─── RECORD EXCERPTS

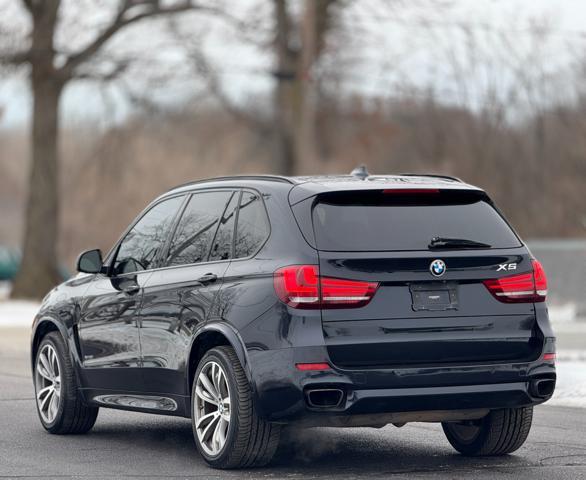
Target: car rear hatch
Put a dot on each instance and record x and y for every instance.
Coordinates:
(433, 302)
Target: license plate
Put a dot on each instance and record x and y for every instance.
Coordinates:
(434, 297)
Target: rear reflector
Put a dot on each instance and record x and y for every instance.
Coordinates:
(521, 288)
(312, 367)
(300, 286)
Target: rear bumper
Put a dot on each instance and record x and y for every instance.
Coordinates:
(380, 396)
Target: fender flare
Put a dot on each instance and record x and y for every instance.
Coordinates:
(235, 341)
(67, 338)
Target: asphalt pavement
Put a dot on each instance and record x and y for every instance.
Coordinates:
(133, 445)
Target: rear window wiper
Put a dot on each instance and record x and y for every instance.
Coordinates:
(443, 242)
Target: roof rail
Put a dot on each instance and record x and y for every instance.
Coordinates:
(270, 178)
(433, 175)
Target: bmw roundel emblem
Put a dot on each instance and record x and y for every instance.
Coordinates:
(437, 268)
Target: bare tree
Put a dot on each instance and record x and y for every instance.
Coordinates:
(297, 44)
(50, 71)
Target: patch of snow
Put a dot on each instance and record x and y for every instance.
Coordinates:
(570, 390)
(17, 313)
(5, 288)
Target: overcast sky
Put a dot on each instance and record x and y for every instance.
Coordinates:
(566, 18)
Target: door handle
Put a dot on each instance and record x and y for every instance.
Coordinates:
(131, 289)
(208, 278)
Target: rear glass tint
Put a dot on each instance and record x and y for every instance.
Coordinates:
(384, 220)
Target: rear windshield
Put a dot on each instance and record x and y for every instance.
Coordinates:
(389, 220)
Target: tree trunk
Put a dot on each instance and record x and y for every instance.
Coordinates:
(305, 138)
(39, 269)
(284, 96)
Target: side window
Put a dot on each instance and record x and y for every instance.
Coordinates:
(194, 233)
(222, 244)
(253, 225)
(141, 245)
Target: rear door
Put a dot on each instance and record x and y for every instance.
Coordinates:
(431, 306)
(108, 327)
(179, 296)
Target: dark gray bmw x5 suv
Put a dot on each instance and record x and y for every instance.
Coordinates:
(250, 303)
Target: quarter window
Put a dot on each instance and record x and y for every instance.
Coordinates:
(193, 236)
(141, 245)
(222, 244)
(253, 225)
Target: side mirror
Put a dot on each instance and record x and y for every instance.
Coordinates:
(90, 262)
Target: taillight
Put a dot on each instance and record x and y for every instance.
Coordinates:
(524, 287)
(300, 286)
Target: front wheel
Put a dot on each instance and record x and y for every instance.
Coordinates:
(59, 404)
(227, 430)
(500, 432)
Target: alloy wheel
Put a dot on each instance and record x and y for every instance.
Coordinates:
(211, 407)
(48, 383)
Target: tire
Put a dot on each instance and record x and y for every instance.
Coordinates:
(500, 432)
(68, 414)
(248, 440)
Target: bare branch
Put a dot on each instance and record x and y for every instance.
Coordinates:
(14, 58)
(129, 13)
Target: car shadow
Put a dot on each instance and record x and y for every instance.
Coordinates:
(314, 452)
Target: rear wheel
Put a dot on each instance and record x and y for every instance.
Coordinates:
(59, 404)
(227, 430)
(500, 432)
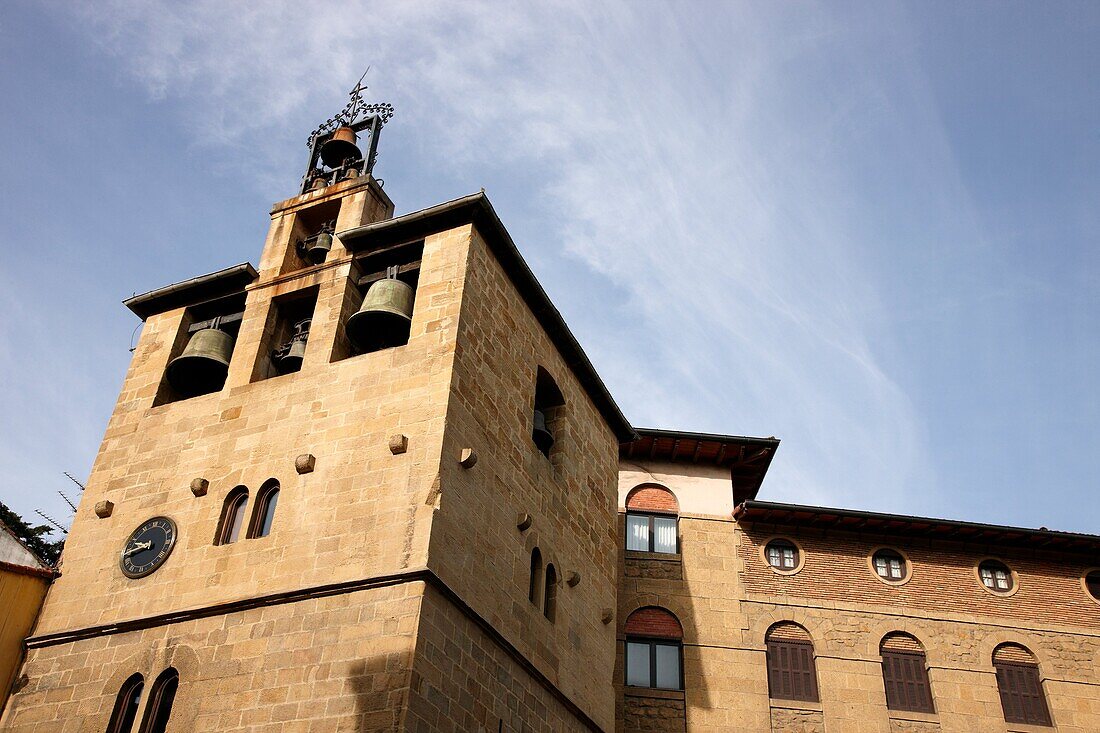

──────

— TASK REQUIREMENTS —
Revise the records above by replacing "Put a dot on" with "Place a marker on" everywhere it occurs, keeping everything else the same. Omit the pictures from your answer.

— RESULT FOR THIS TASK —
Target: car rear hatch
Place a marker on each instance and record x and y for every instance.
Coordinates:
(433, 302)
Target: license plate
Place a marker on each instance and record x and y for every instance.
Coordinates:
(434, 297)
Target: rear reflector
Place a marker on each instance and record x and y for every instance.
Coordinates:
(521, 288)
(312, 367)
(300, 286)
Target: rear bumper
Place a marker on each instance and record x and y for every instance.
Coordinates:
(380, 396)
Target: fender flare
Place a marker on each instance and record x and y for every instance.
Coordinates:
(235, 341)
(67, 338)
Target: asphalt pavement
Place a marker on each instance and record x and y for every instance.
Coordinates:
(133, 445)
Target: rear window wiper
Place a marker on each instance and record x and y for every instance.
Coordinates:
(443, 242)
Target: roof rail
Place a marker on each instance and record x and y for every instance.
Coordinates:
(270, 178)
(433, 175)
Target: bmw roundel emblem
Place a marker on each instance and record x and y for every instance.
Coordinates:
(437, 268)
Target: bare tree
Place a marker on each instance and record x and y for every instance.
Coordinates:
(297, 44)
(50, 71)
Target: patch of snow
Place a marker on each instance and record x and y for every instance.
Coordinates:
(570, 390)
(17, 313)
(5, 288)
Target: overcast sky
Place a marker on each instance and record x and y for every instance.
Coordinates:
(566, 18)
Target: door handle
Place a marker on each instance and record x and y for every instance.
Coordinates:
(131, 289)
(208, 278)
Target: rear glass tint
Place a marker on each instance and record x and y for every instance.
Coordinates:
(384, 220)
Target: rear windshield
Place a marker on each instance and record x and y for every instance.
Coordinates:
(389, 220)
Target: tree trunk
Place a marker on each instance and record x and y for every instance.
Coordinates:
(305, 138)
(39, 269)
(284, 96)
Target: side window
Place a marker on each instance and record x and y for every instance.
Coordinates:
(194, 233)
(222, 244)
(253, 225)
(141, 245)
Target: rear door
Place a marker on each instance and record x and y for every instance.
Coordinates:
(431, 306)
(108, 327)
(179, 296)
Target: dark gray bmw x5 suv
Place a marker on each instance and record x and y for every instance.
Coordinates:
(250, 303)
Target: quarter window
Place a marker on each instance and record x and y for every instance.
Coordinates:
(193, 236)
(141, 245)
(222, 244)
(253, 225)
Target: side mirror
Place a marker on each instance and record x and y for every instance.
Coordinates:
(90, 262)
Target: taillight
Place a marker on each instance and record x and y for every instance.
Coordinates:
(524, 287)
(300, 286)
Target: front wheel
Place a marker on each instance and record x and y for every instance.
Coordinates:
(59, 404)
(227, 430)
(500, 432)
Target: alloy wheel
Place a marker on each instance and record x and y for every instance.
Coordinates:
(211, 407)
(48, 383)
Target: tire
Place a marker on each instance and record x and y for every instance.
Coordinates:
(500, 432)
(68, 414)
(248, 440)
Target: bare branch
Place a marker on each instance and record x and y for every instance.
Coordinates:
(14, 58)
(129, 13)
Target: car shadow
Place a marker on each instance and record x and y for every instance.
Coordinates:
(314, 452)
Target: rear wheel
Place a marker on each instance and record x and y for every instance.
Coordinates:
(59, 404)
(227, 430)
(500, 432)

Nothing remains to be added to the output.